BRIEF: Reproduce each of the following lines word for word.

— Start of GIVEN ENTRIES —

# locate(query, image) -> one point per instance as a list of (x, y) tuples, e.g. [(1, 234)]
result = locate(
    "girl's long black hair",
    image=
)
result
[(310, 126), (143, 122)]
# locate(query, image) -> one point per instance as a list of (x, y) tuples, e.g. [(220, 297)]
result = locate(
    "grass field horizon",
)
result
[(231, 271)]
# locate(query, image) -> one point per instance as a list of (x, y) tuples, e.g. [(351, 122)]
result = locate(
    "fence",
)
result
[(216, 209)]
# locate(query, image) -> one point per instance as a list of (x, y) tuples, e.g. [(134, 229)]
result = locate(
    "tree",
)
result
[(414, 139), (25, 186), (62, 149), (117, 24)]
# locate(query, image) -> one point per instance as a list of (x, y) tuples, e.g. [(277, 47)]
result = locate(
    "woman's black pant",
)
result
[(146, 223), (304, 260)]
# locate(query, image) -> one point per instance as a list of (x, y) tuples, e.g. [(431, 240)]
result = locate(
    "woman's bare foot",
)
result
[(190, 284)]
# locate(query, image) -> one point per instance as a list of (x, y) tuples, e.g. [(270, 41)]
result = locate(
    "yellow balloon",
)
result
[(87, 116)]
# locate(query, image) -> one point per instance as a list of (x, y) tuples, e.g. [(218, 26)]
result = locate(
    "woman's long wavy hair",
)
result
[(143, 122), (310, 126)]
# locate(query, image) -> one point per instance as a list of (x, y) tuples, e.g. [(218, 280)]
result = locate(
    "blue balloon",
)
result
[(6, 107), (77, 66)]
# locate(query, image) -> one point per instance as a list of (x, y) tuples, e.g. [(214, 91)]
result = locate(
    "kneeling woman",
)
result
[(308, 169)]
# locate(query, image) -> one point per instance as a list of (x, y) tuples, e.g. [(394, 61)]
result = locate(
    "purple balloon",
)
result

— End of GIVEN ENTRIES —

FULL OUTPUT:
# locate(query, image) -> one point per instance as a list of (x, y) tuples, e.g. [(1, 234)]
result = locate(
    "girl's long black hair",
    image=
)
result
[(310, 126), (143, 122)]
# locate(query, image) -> one point per instance as a list of (x, y) tuples, e.g. [(220, 297)]
result = locate(
    "grass field horizon",
)
result
[(231, 271)]
# locate(query, image) -> one point per instance as a list of (x, y) tuples, e.g. [(351, 122)]
result = locate(
    "fence",
)
result
[(216, 209)]
# locate(query, image) -> one point per instance as a list of (x, y) tuples, e.g. [(134, 229)]
result = locate(
    "tree",
)
result
[(414, 139), (25, 186), (62, 149), (117, 24)]
# locate(query, image) -> one point per instance as a list of (x, y) tuples, e.g. [(277, 47)]
result = locate(
    "woman's black pant",
)
result
[(146, 223), (304, 260)]
# locate(query, image) -> one point per instance as a list of (x, y) tuples, e.g. [(431, 240)]
result = locate(
    "woman's bare foot",
)
result
[(190, 284)]
# locate(query, image) -> one point per instance as a list of (x, y) tuples, e.g. [(270, 41)]
result = locate(
    "yellow balloon",
)
result
[(87, 116)]
# locate(query, image) -> one point per instance as a list of (x, y) tuples, e.g. [(218, 26)]
result = locate(
    "woman's long wavy hair",
)
result
[(143, 122), (310, 126)]
# locate(query, image) -> one point per instance as a list of (x, y) tuples, e.g. [(218, 280)]
result = locate(
    "blue balloon",
)
result
[(6, 107), (77, 66)]
# locate(query, image) -> one point per instance as a list of (x, y) tuples, e.g. [(214, 91)]
result = locate(
    "kneeling woman",
)
result
[(308, 169)]
# locate(query, image) -> one point per instance as a list of (x, y) tuples, e.g. [(394, 61)]
result = locate(
    "purple balloon",
)
result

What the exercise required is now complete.